Data items
==================================================
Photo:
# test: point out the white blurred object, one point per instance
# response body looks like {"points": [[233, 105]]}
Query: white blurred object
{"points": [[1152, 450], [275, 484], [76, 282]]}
==================================================
-- Exercise --
Every record above needs to be copied exactly.

-- Task result --
Photo:
# test: point out the white blurred object, one point per instance
# response body looks like {"points": [[233, 105]]}
Query: white blurred object
{"points": [[1152, 450], [275, 484], [76, 282]]}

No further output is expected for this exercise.